■ Your instructions ■
In the post below, list the features of the scene named in the last line, the one that begins "a foggy day in Antarctica".

■ Article ■
<<<<
Thank you for the lovely messages last week, especially the ones that reminded me that in fact, I need sleep. Seems fake, but I'll give it a shot.

This past week, one of my closest friends gave birth to an extremely cute baby. I organized a food train for her and her husband, so that they don't have to worry about cooking dinner for a couple of weeks. It felt really amazing to pull together our friend groups and do this kind of localized community work. It reminded me of the importance of recognizing the multiple kinds of communities you belong to and understanding how they overlap. It's always in the gaps that we fail to provide aid or empathy. Spending some time with myself thinking about the things that are important, and the things that I want to be more important even though I've left them aside or behind, has definitely started to bear tangible fruit.

Also, I got to see that baby in person when I dropped off dinner and the tiny bundle of cuteness swaddled in cloth almost killed me, so you're lucky you're hearing from me today.
a foggy day in Antarctica; glacier and water, and a mountain fading into thick fog.
>>>>
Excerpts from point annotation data
<<<<
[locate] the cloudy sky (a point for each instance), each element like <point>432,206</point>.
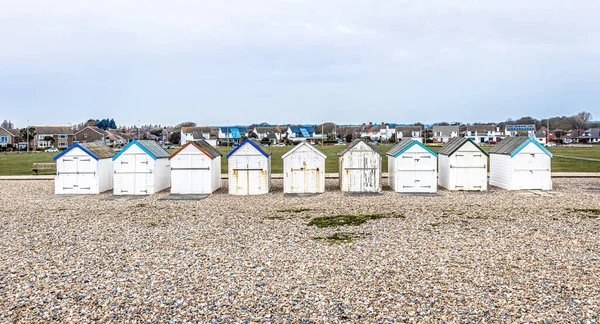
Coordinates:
<point>307,61</point>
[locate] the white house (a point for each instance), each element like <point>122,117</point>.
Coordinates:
<point>84,168</point>
<point>191,134</point>
<point>304,170</point>
<point>443,134</point>
<point>360,168</point>
<point>300,133</point>
<point>141,168</point>
<point>249,169</point>
<point>414,132</point>
<point>412,167</point>
<point>195,169</point>
<point>462,165</point>
<point>483,133</point>
<point>520,163</point>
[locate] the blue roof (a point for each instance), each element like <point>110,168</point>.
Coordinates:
<point>150,147</point>
<point>252,142</point>
<point>530,140</point>
<point>75,145</point>
<point>404,145</point>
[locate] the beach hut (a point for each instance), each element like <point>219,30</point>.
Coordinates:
<point>249,169</point>
<point>462,165</point>
<point>412,167</point>
<point>84,168</point>
<point>304,170</point>
<point>520,163</point>
<point>195,169</point>
<point>141,168</point>
<point>360,168</point>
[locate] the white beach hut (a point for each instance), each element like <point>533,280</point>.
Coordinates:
<point>360,168</point>
<point>141,168</point>
<point>520,163</point>
<point>412,167</point>
<point>462,165</point>
<point>304,170</point>
<point>195,169</point>
<point>249,169</point>
<point>84,168</point>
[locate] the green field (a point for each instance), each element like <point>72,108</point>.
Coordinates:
<point>20,164</point>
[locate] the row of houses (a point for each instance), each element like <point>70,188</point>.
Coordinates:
<point>64,136</point>
<point>144,167</point>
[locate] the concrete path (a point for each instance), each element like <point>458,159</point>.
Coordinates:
<point>577,158</point>
<point>327,175</point>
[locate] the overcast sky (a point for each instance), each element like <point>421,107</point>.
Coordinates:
<point>214,62</point>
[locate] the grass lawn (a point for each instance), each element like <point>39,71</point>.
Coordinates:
<point>20,164</point>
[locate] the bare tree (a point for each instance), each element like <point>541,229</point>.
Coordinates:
<point>581,120</point>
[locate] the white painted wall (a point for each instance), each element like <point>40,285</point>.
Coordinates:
<point>466,169</point>
<point>193,172</point>
<point>360,170</point>
<point>137,173</point>
<point>304,170</point>
<point>79,173</point>
<point>249,172</point>
<point>415,170</point>
<point>529,169</point>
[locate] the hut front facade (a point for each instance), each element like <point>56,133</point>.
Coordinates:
<point>249,169</point>
<point>412,167</point>
<point>141,168</point>
<point>360,168</point>
<point>304,170</point>
<point>84,168</point>
<point>195,169</point>
<point>462,165</point>
<point>518,163</point>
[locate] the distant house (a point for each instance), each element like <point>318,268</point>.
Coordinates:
<point>414,132</point>
<point>232,134</point>
<point>57,136</point>
<point>192,134</point>
<point>483,133</point>
<point>267,132</point>
<point>114,138</point>
<point>300,133</point>
<point>590,136</point>
<point>442,134</point>
<point>519,130</point>
<point>90,134</point>
<point>573,136</point>
<point>9,137</point>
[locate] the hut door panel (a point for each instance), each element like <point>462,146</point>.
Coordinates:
<point>69,182</point>
<point>127,183</point>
>>>>
■ Written response ■
glacier, water, a mountain, thick fog